WHAT THE EXERCISE ASKS: Update the listing below by replacing each "rough mask" with "coarse mask". Keep everything else the same.

Collected data:

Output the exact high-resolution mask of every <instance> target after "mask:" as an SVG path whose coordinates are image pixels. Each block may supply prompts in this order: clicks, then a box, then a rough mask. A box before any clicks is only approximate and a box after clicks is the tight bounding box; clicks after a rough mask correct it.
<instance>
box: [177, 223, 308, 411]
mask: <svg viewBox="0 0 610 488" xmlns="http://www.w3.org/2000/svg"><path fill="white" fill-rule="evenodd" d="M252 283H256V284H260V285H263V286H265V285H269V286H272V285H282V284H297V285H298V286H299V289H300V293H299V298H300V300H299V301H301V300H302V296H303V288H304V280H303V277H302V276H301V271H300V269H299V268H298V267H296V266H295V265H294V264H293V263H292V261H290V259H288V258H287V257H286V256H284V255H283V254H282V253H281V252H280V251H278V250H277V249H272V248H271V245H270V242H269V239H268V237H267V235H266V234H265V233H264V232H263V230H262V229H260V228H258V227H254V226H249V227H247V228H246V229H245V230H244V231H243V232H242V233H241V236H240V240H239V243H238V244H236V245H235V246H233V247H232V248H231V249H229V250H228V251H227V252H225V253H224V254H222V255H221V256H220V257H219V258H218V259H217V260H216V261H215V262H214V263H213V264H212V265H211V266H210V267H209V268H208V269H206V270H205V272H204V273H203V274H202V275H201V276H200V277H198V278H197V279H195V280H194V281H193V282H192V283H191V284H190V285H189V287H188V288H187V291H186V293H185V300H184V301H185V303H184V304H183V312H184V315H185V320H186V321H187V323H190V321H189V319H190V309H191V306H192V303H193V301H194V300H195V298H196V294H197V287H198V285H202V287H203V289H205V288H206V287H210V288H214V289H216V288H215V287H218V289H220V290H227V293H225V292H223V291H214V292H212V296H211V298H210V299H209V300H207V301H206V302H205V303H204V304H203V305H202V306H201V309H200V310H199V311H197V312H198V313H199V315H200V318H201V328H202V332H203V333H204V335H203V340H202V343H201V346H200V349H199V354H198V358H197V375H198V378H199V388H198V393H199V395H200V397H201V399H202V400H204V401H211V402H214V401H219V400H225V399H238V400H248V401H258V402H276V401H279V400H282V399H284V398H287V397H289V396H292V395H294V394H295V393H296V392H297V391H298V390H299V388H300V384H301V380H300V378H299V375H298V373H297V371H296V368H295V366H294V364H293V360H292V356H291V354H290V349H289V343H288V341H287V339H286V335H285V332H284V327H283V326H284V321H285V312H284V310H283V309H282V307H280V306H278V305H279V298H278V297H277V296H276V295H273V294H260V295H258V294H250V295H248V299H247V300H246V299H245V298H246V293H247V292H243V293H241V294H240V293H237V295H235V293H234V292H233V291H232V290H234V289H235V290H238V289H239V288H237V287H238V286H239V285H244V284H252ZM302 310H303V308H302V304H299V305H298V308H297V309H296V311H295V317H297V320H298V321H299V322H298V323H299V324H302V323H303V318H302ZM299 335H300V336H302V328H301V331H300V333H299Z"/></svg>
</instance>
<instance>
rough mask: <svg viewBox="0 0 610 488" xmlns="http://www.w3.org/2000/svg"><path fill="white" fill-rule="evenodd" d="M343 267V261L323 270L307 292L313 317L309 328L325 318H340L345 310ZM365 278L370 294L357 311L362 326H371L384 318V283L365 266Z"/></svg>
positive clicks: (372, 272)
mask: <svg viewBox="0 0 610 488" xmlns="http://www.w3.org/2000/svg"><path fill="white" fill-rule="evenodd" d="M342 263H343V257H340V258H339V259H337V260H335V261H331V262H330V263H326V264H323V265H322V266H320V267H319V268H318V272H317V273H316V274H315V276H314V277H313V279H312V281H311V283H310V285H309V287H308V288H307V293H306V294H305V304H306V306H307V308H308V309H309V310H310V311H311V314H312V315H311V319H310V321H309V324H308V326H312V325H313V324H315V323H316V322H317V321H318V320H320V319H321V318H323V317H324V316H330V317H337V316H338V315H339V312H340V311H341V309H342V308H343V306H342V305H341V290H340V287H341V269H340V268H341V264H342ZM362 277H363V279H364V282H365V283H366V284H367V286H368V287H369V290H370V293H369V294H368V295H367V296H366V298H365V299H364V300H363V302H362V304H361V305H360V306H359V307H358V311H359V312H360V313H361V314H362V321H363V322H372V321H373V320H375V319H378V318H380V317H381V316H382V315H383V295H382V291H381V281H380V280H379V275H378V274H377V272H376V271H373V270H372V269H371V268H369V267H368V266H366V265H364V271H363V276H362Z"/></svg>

ANSWER FOR THE TASK:
Output the exact high-resolution mask of every <instance> target after "mask:" as an SVG path whose coordinates are image pixels. Each block may supply prompts in this order: clicks, then a box, then a coarse mask. A box before any clicks is only approximate and a box after clicks is the tight bounding box; clicks after a coarse mask correct it.
<instance>
box: [177, 223, 308, 411]
mask: <svg viewBox="0 0 610 488" xmlns="http://www.w3.org/2000/svg"><path fill="white" fill-rule="evenodd" d="M252 283H256V284H260V285H263V286H265V285H269V286H272V285H282V284H297V285H298V286H299V289H300V293H299V298H300V300H299V301H301V300H302V296H303V288H304V280H303V277H302V276H301V271H300V269H299V268H298V267H296V266H295V265H294V264H293V263H292V261H290V259H288V258H287V257H286V256H284V255H283V254H282V253H281V252H280V251H278V250H277V249H272V248H271V245H270V242H269V239H268V237H267V235H266V234H265V233H264V232H263V230H262V229H260V228H258V227H254V226H249V227H247V228H246V229H245V230H244V231H243V232H242V233H241V236H240V240H239V243H238V244H236V245H235V246H233V247H232V248H231V249H229V250H228V251H227V252H225V253H224V254H222V255H221V256H220V257H219V258H218V259H217V260H216V261H215V262H214V263H213V264H212V265H211V266H210V267H209V268H208V269H206V270H205V272H204V273H203V274H202V275H201V276H200V277H198V278H197V279H195V280H194V281H193V282H192V283H191V284H190V285H189V287H188V288H187V291H186V293H185V300H184V301H185V303H184V304H183V312H184V315H185V320H186V321H187V323H190V321H189V319H190V309H191V306H192V303H193V301H194V300H195V298H196V294H197V287H198V285H202V287H203V289H205V288H206V287H210V288H214V289H216V288H215V287H218V289H220V290H227V293H225V292H223V291H214V292H212V296H211V298H210V299H209V300H207V301H206V302H205V303H204V304H203V305H202V306H201V309H200V310H199V311H197V312H198V313H199V315H200V318H201V328H202V332H203V333H204V335H203V340H202V343H201V346H200V349H199V354H198V358H197V375H198V378H199V388H198V393H199V395H200V397H201V399H202V400H204V401H211V402H214V401H219V400H225V399H238V400H248V401H258V402H276V401H279V400H282V399H284V398H287V397H289V396H292V395H294V394H295V393H296V392H297V391H298V390H299V388H300V384H301V380H300V378H299V375H298V373H297V371H296V368H295V366H294V364H293V360H292V356H291V354H290V349H289V343H288V341H287V339H286V335H285V332H284V327H283V326H284V321H285V312H284V310H283V309H282V307H280V306H278V305H279V298H278V297H277V296H276V295H273V294H260V295H258V294H250V295H248V299H247V300H246V299H245V298H246V293H247V292H243V293H241V294H240V293H237V295H235V293H234V292H233V291H232V290H234V289H235V290H238V289H239V288H237V287H238V286H239V285H244V284H252ZM302 310H303V308H302V304H299V305H298V308H297V309H296V311H295V317H297V320H298V321H299V322H298V323H299V324H302V323H303V318H302ZM299 335H300V336H302V328H301V331H300V333H299Z"/></svg>
</instance>
<instance>
coarse mask: <svg viewBox="0 0 610 488" xmlns="http://www.w3.org/2000/svg"><path fill="white" fill-rule="evenodd" d="M343 267V261L323 270L307 292L313 317L309 328L325 318H340L345 310ZM365 278L370 294L357 311L362 326H371L384 318V283L365 266Z"/></svg>
positive clicks: (372, 272)
mask: <svg viewBox="0 0 610 488" xmlns="http://www.w3.org/2000/svg"><path fill="white" fill-rule="evenodd" d="M342 263H343V257H340V258H339V259H337V260H335V261H331V262H330V263H326V264H323V265H322V266H320V267H319V268H318V272H317V273H316V274H315V276H314V277H313V279H312V281H311V283H310V285H309V287H308V288H307V293H306V294H305V304H306V306H307V308H308V309H309V310H310V311H311V314H312V315H311V319H310V321H309V324H308V326H312V325H313V324H315V323H316V322H317V321H318V320H320V319H321V318H323V317H324V316H330V317H337V316H338V315H339V312H340V311H341V309H342V308H343V306H342V305H341V290H340V287H341V269H340V268H341V264H342ZM362 277H363V279H364V282H365V283H366V284H367V286H368V287H369V290H370V293H369V294H368V295H367V296H366V298H365V299H364V300H363V302H362V304H361V305H360V306H359V307H358V311H359V312H360V313H361V314H362V321H363V322H372V321H373V320H375V319H378V318H380V317H381V316H382V315H383V295H382V291H381V281H380V280H379V275H378V274H377V272H376V271H373V270H372V269H371V268H369V267H368V266H366V265H364V271H363V276H362Z"/></svg>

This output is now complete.